Exercise requirements: Output the line that contains "of the eyebrow" and every line after it to the end of the entries, with nothing added or left out.

----------

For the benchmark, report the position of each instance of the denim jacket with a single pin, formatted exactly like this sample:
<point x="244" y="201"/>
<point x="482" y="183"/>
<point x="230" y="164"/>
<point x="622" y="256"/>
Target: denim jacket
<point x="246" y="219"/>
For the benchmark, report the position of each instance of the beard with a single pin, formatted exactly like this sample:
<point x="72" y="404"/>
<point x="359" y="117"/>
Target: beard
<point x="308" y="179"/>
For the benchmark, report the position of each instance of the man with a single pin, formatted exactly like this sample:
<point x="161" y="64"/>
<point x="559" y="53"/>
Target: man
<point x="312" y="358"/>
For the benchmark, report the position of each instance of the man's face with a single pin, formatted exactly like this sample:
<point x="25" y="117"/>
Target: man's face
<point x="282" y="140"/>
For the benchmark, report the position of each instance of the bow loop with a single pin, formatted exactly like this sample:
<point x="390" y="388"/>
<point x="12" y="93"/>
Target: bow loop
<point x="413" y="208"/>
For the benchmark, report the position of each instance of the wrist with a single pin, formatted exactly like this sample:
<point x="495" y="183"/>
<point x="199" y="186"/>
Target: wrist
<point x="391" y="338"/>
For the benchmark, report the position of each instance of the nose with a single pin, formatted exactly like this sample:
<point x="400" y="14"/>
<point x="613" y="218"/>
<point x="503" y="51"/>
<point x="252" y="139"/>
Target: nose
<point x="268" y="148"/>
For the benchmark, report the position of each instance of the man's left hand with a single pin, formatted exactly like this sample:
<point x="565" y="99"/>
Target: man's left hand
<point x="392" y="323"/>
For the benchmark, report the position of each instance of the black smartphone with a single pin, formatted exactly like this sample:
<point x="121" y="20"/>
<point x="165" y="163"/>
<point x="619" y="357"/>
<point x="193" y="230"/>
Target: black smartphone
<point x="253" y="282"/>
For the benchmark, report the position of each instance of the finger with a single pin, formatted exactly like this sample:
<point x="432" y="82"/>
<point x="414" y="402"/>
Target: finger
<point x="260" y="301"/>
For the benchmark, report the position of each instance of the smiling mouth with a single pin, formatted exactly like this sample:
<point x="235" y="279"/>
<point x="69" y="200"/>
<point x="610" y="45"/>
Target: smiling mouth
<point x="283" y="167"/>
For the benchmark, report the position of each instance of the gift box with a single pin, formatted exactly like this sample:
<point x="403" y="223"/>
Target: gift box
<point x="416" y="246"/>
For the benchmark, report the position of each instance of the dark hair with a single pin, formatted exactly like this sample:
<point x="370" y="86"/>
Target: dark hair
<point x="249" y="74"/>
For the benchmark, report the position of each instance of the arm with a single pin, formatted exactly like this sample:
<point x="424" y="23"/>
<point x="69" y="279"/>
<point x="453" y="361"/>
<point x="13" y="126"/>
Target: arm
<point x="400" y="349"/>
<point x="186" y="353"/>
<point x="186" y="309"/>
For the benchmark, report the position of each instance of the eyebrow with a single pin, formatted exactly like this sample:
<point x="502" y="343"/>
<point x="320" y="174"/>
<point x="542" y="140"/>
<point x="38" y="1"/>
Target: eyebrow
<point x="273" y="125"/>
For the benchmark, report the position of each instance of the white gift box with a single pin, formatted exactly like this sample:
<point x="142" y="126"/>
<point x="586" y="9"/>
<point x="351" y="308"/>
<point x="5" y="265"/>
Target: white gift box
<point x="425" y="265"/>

----------

Solution for this task:
For the benchmark, report the position of each instance of the eyebrow with a single pin, formatted exactly like this sample:
<point x="502" y="343"/>
<point x="320" y="174"/>
<point x="542" y="140"/>
<point x="38" y="1"/>
Target: eyebrow
<point x="273" y="125"/>
For the benchmark, report the position of each instance of the white gift box with a single pin, formatted exactly like this sample:
<point x="142" y="126"/>
<point x="586" y="9"/>
<point x="351" y="308"/>
<point x="5" y="265"/>
Target: white gift box
<point x="425" y="265"/>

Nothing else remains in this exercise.